[Dataset rows showing where objects appear]
--- --- ---

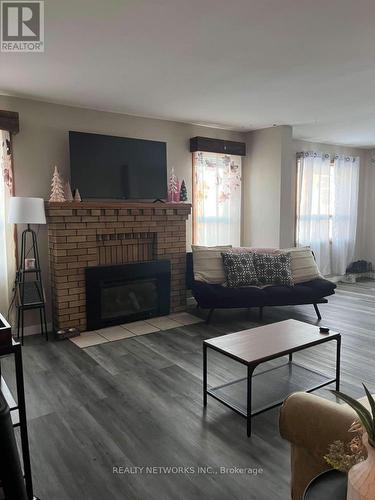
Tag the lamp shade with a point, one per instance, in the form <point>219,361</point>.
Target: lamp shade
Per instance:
<point>26,210</point>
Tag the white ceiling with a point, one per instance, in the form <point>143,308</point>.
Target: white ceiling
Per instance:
<point>240,64</point>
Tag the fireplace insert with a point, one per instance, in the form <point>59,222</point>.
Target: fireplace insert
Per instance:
<point>127,292</point>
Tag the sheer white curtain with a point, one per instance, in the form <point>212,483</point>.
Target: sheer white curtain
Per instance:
<point>7,244</point>
<point>216,199</point>
<point>313,206</point>
<point>345,207</point>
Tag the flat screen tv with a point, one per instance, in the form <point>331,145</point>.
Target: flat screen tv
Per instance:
<point>108,167</point>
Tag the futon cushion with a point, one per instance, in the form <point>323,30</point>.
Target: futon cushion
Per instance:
<point>208,264</point>
<point>273,269</point>
<point>239,269</point>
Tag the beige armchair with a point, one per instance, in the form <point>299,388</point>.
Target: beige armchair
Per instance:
<point>311,423</point>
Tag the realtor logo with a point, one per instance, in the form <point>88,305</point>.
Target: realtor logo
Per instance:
<point>22,26</point>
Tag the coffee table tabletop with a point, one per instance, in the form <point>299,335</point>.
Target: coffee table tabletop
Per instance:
<point>269,341</point>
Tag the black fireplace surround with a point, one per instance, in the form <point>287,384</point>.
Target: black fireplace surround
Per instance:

--- --- ---

SHORT TASK —
Recast every line of the rows above as a JSON list of strings, one string per line, with blank lines excluded. Leave the pictures out of the answer.

REPLY —
[
  "Tag the lamp shade with a point, one per instance, in the form <point>219,361</point>.",
  "Target: lamp shade",
  "Per instance:",
  "<point>26,210</point>",
  "Tag the white ceiling with a point, one per instance, in the form <point>143,308</point>.",
  "Target: white ceiling",
  "Per instance:",
  "<point>240,64</point>",
  "Tag the fireplace insert with a point, one per instance, in the form <point>59,222</point>.",
  "Target: fireplace insert",
  "Per instance:",
  "<point>127,292</point>",
  "Tag the sheer white curtain with a point, one per instance, in the form <point>212,483</point>.",
  "Target: sheer white curtain",
  "Per instance:",
  "<point>7,244</point>",
  "<point>216,199</point>",
  "<point>313,206</point>",
  "<point>345,207</point>",
  "Tag the flat screen tv with a point, one per instance, in the form <point>331,145</point>.",
  "Target: flat screen tv",
  "Per instance:",
  "<point>108,167</point>",
  "Tag the futon cushion with a point, one per instance, in the form <point>323,30</point>.",
  "Target: futon cushion",
  "Per instance:",
  "<point>208,264</point>",
  "<point>273,269</point>",
  "<point>239,269</point>",
  "Tag the beige armchair with a point, one per instance, in the form <point>299,388</point>.",
  "Target: beige armchair",
  "Per instance:",
  "<point>311,423</point>",
  "Tag the realtor logo with a point, one per instance, in the form <point>88,305</point>.",
  "Target: realtor logo",
  "Per instance:",
  "<point>22,26</point>",
  "Tag the coffee table tabletop with a point, one per instance, in the form <point>299,335</point>.",
  "Target: coffee table tabletop",
  "Per instance:",
  "<point>269,341</point>",
  "Tag the black fireplace surround with a point, one per instance, in the form <point>287,384</point>.",
  "Target: black fireplace surround",
  "Per instance:"
]